(Tarefas a realizar)
**a.** Responda a estas perguntas com base no excerto sobre O MIRANTE:
(i) Quantos anos vêm contados na edição de aniversário de O MIRANTE?
(ii) Quem escreveu os textos dessa edição de aniversário?
(iii) Que ofício, segundo o excerto, foi exercido durante alguns anos por quem escreve?
**b.** Transcreva do excerto sobre O MIRANTE o trecho que começa em "Para alguns o" e termina em "na minha terra.".

***** Excerto do texto

Para alguns o nosso sucesso editorial é uma
desgraça. Para outros é uma alegria. Para alguns as nossas histórias são
de esfregar as mãos; para outros são histórias que tiram o sono.
Não há vidas perfeitas, não se pode servir a Deus e ao Diabo; quando
trabalhamos de forma séria e responsável e temos orgulho no que fazemos
só paramos no Samouco, como é costume dizer-se na minha terra.
Os 25 anos que vêm contados na edição de
aniversário de O MIRANTE, textos que o Alberto Bastos escreveu, com
pessoas que eu conheço desde menino, algumas delas até mais novas do que
eu, são a parte mais bonita da história. As histórias que ficaram por
contar são bem mais dolorosas e provavelmente nunca serão contadas.
Algumas delas vão e vêm à memória e nem sequer são já matéria que valha a
pena aproveitar para fazer caminho.
Assim como nunca sonhei que podia vir a ser
ourives, como fui durante alguns anos, ourives de trabalhar à banca como
se me tivessem nascido os dentes na profissão, também nunca sonhei ter
uma carteira profissional de jornalista como é o caso desde há quase
duas dezenas de anos, embora nunca tivesse frequentado uma universidade
nem sequer um simples curso do CENJOR ou de outra qualquer organização
ligada a esta profissão.

**********
***** Dados fornecidos

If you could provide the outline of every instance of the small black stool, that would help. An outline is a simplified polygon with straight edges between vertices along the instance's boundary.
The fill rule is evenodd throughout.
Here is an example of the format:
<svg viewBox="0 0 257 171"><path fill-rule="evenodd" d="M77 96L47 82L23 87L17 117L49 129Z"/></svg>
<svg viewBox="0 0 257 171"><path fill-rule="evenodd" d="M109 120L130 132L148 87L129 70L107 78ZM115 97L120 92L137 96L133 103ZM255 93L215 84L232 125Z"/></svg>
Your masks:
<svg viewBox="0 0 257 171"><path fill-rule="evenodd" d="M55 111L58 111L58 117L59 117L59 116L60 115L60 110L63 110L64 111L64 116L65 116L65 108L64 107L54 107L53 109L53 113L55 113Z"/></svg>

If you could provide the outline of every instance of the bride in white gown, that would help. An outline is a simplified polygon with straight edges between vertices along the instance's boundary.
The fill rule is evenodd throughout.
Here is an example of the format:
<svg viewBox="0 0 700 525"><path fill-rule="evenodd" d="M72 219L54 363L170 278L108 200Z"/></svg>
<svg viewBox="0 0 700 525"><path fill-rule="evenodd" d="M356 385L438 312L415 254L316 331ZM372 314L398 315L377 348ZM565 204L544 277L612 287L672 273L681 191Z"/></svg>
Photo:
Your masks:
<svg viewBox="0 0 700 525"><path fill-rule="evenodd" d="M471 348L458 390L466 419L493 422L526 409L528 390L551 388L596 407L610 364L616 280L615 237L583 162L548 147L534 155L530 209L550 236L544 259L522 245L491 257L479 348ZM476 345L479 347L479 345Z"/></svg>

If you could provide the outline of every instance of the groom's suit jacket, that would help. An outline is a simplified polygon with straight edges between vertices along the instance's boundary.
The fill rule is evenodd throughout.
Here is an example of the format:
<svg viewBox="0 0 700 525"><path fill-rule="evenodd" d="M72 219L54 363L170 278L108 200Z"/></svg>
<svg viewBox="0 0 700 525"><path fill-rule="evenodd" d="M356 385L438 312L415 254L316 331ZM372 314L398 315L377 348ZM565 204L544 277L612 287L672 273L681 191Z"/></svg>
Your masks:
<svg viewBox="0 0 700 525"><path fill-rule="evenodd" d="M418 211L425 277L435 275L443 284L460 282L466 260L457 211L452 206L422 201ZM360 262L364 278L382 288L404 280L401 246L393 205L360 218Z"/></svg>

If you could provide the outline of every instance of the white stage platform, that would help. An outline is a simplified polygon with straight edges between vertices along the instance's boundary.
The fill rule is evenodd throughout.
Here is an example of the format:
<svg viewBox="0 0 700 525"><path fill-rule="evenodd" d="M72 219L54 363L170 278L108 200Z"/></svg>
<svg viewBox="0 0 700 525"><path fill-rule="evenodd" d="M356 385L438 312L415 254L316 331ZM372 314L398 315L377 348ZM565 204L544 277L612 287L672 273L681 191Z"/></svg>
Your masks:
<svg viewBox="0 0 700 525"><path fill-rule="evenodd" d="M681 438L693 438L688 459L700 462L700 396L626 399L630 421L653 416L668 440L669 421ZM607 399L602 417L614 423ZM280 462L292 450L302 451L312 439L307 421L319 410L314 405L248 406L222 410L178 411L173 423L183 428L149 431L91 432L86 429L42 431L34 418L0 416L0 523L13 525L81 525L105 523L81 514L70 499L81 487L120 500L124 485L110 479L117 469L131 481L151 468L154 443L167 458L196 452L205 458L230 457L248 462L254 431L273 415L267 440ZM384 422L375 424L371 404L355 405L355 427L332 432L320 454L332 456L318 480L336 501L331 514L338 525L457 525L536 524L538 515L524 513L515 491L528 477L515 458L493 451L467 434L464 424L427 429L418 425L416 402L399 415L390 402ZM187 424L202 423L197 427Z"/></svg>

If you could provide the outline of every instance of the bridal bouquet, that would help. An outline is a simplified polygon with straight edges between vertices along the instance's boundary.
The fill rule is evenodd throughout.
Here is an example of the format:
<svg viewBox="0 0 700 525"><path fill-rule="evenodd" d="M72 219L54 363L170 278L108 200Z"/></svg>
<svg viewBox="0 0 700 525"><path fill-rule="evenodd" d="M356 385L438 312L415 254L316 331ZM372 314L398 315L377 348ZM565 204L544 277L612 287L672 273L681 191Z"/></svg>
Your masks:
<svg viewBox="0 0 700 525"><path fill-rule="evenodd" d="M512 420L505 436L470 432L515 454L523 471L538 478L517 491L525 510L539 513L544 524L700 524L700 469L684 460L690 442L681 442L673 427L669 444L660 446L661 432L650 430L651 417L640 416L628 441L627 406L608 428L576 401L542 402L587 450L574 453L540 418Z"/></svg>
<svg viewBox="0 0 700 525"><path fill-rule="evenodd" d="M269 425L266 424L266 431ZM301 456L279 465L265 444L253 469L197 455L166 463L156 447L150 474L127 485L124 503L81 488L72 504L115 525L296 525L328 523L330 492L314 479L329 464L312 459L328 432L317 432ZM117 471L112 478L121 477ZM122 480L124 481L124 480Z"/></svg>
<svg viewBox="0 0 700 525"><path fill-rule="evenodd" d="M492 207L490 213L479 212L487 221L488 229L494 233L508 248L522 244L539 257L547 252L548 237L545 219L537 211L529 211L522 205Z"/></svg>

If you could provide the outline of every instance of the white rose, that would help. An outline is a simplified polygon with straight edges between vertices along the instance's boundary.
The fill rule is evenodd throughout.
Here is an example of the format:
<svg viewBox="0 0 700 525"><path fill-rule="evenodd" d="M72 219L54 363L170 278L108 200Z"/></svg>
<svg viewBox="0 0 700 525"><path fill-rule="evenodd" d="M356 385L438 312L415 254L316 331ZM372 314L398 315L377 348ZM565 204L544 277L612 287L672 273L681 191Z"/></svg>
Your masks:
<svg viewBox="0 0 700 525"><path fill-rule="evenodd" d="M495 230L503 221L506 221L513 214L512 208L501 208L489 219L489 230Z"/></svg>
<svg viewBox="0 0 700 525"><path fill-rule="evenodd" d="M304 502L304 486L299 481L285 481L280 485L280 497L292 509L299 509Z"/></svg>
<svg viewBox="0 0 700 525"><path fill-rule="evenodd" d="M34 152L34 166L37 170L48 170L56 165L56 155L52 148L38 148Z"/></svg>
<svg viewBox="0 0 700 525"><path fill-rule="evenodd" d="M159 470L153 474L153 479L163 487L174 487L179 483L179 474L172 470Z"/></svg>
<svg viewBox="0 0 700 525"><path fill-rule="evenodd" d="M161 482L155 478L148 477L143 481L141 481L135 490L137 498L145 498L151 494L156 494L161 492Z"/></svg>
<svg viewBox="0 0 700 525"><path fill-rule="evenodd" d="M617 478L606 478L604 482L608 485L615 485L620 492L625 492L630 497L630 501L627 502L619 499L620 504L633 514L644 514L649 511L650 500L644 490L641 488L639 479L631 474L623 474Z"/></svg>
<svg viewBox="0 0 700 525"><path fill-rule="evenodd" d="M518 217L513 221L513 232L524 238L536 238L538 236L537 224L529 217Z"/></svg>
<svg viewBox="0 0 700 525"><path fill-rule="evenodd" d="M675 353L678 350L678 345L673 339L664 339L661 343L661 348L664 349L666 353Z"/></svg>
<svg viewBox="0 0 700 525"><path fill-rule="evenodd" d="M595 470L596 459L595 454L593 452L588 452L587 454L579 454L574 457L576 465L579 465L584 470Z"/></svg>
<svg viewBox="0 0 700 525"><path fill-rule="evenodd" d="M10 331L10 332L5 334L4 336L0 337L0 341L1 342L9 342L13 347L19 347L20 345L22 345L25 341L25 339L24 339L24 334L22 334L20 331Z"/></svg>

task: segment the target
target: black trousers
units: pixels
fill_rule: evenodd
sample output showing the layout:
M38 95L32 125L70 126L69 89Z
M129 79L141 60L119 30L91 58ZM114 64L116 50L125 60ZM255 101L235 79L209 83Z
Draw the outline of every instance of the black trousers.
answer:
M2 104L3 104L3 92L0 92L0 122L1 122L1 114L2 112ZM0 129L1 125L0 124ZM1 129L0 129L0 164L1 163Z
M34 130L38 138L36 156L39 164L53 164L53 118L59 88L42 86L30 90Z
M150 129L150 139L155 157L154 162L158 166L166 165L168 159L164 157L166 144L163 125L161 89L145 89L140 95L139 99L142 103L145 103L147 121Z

**********

(Respostas por tarefa)
**a.**
(i) 25 anos.
(ii) Alberto Bastos.
(iii) Ourives.

**b.**
Para alguns o nosso sucesso editorial é uma
desgraça. Para outros é uma alegria. Para alguns as nossas histórias são
de esfregar as mãos; para outros são histórias que tiram o sono.
Não há vidas perfeitas, não se pode servir a Deus e ao Diabo; quando
trabalhamos de forma séria e responsável e temos orgulho no que fazemos
só paramos no Samouco, como é costume dizer-se na minha terra.